#### Given task
Count the lines in the listing below that contain the string "bird", treating uppercase and lowercase as different, and reply with only the number.

Entries for labeling image regions:
========================

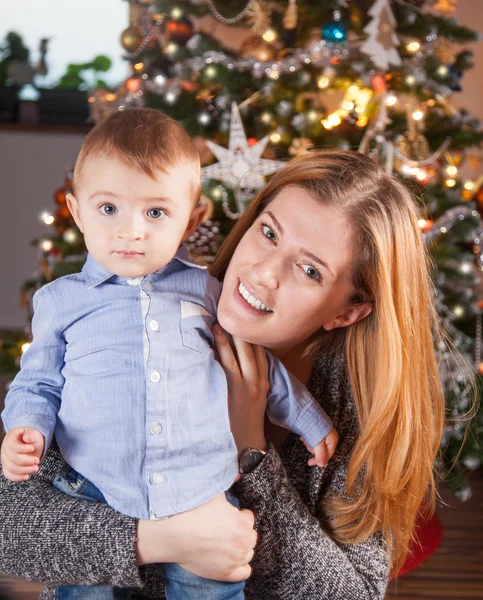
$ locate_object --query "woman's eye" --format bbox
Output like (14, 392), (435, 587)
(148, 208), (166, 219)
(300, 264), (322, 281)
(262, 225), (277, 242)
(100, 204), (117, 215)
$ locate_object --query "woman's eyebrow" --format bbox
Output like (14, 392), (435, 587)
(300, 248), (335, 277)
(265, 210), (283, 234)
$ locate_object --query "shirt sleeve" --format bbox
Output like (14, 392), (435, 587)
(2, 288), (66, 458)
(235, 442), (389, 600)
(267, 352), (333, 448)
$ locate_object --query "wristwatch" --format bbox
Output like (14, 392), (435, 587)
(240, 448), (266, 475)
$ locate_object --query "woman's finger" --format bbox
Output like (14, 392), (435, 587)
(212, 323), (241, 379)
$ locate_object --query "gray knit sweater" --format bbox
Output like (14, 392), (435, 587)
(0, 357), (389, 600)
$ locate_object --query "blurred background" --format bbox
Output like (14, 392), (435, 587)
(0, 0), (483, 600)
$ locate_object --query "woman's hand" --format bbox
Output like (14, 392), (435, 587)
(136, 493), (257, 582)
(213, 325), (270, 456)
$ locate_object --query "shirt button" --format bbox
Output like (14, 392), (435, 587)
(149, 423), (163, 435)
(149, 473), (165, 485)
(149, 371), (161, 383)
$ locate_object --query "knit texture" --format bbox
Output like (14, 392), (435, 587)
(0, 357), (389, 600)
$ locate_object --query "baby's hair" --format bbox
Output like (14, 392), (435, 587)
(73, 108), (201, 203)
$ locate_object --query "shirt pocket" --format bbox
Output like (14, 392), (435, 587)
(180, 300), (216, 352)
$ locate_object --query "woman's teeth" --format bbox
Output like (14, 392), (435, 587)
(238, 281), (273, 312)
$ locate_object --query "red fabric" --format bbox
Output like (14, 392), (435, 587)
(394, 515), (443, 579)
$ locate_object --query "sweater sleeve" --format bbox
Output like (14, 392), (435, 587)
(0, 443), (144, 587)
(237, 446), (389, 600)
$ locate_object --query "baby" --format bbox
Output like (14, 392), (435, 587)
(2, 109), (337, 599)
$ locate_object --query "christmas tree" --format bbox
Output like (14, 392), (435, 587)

========================

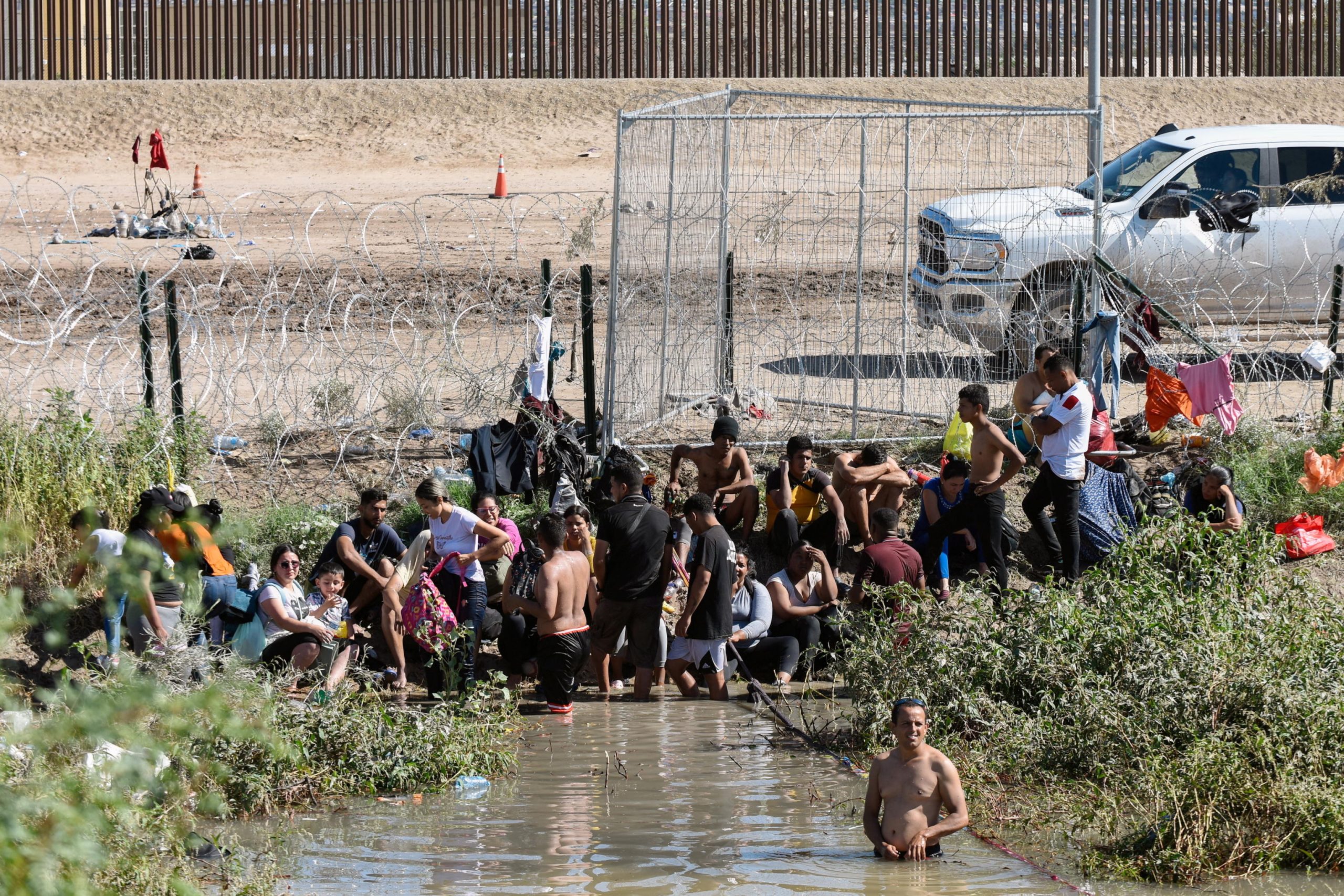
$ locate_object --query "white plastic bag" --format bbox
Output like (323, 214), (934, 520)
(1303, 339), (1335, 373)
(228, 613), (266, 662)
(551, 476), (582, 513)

========================

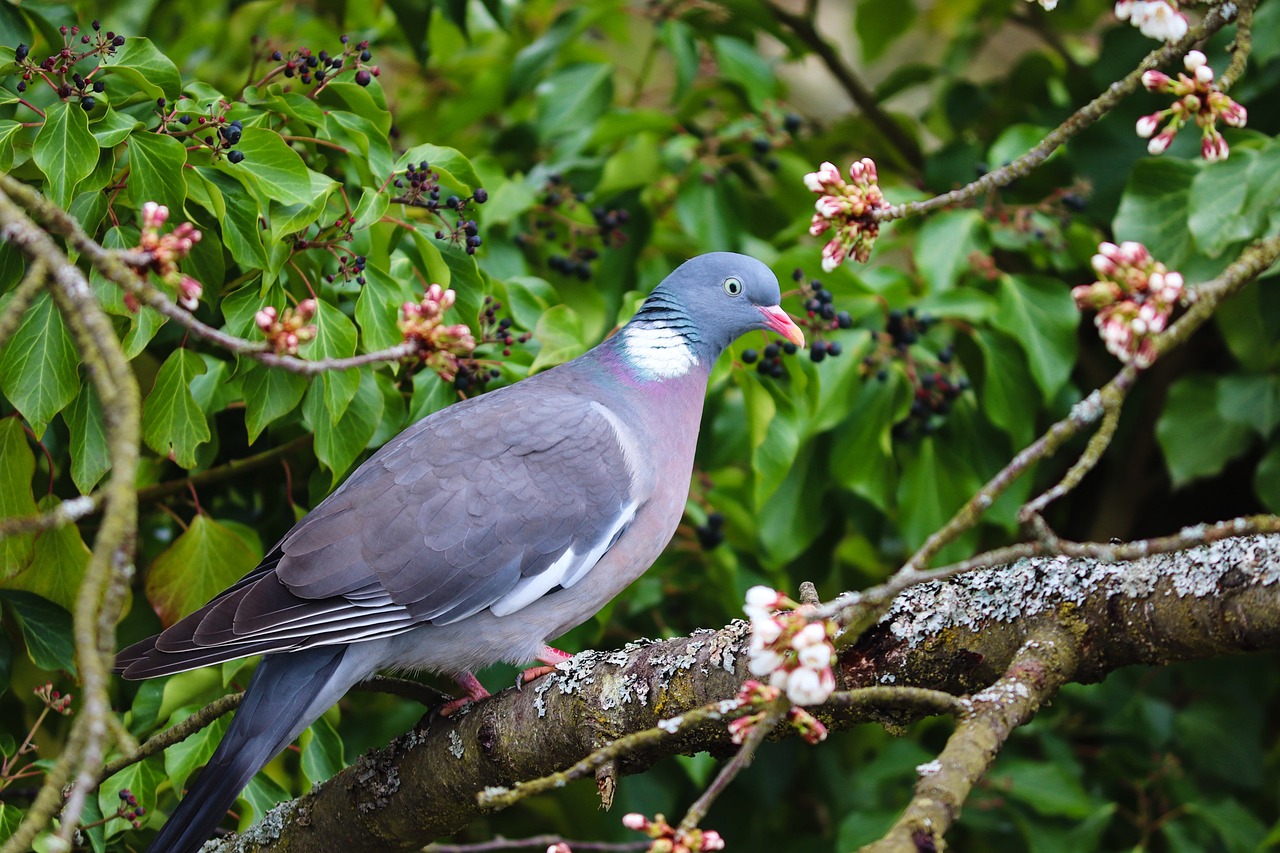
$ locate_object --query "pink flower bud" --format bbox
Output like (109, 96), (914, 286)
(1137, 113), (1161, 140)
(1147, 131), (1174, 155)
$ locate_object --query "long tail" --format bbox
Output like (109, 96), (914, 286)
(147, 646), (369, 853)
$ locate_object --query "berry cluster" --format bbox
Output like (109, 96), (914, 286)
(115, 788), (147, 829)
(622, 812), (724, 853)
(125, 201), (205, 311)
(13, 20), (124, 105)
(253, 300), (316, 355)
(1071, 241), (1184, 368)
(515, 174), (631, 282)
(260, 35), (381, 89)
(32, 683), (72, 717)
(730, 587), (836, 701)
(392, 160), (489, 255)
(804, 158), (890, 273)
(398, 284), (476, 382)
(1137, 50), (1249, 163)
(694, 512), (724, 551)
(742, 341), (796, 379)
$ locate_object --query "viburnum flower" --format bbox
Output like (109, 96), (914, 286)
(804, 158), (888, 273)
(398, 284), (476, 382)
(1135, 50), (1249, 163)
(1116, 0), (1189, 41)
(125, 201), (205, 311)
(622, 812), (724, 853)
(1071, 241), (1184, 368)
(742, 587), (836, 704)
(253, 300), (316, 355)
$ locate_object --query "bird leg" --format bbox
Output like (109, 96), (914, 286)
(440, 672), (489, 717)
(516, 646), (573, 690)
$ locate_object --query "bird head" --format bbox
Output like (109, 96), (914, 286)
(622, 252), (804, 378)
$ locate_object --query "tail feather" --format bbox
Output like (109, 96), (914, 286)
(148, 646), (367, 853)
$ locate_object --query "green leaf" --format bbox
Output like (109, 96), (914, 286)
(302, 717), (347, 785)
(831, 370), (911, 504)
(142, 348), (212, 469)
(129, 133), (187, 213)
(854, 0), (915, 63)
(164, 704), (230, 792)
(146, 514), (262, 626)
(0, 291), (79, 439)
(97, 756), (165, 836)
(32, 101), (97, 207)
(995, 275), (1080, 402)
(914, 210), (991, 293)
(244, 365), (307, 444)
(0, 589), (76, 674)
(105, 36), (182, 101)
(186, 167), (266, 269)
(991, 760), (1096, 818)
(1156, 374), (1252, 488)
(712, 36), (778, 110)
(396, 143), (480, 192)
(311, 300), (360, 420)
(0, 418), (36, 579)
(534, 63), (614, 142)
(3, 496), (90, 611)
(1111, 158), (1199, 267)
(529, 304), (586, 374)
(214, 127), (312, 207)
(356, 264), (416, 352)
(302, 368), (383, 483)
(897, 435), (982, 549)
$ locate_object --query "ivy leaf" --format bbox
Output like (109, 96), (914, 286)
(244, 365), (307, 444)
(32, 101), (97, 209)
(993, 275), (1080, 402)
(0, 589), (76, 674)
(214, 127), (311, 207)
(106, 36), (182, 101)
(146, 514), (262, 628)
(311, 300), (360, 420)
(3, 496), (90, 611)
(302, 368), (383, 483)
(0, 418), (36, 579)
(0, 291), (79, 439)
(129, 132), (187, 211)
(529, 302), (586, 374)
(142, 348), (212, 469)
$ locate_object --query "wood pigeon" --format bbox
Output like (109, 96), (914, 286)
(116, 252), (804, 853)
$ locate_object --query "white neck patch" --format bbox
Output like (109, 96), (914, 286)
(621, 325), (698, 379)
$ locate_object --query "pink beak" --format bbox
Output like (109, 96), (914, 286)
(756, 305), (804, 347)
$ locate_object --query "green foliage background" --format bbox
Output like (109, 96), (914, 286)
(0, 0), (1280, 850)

========================

#### Output below
2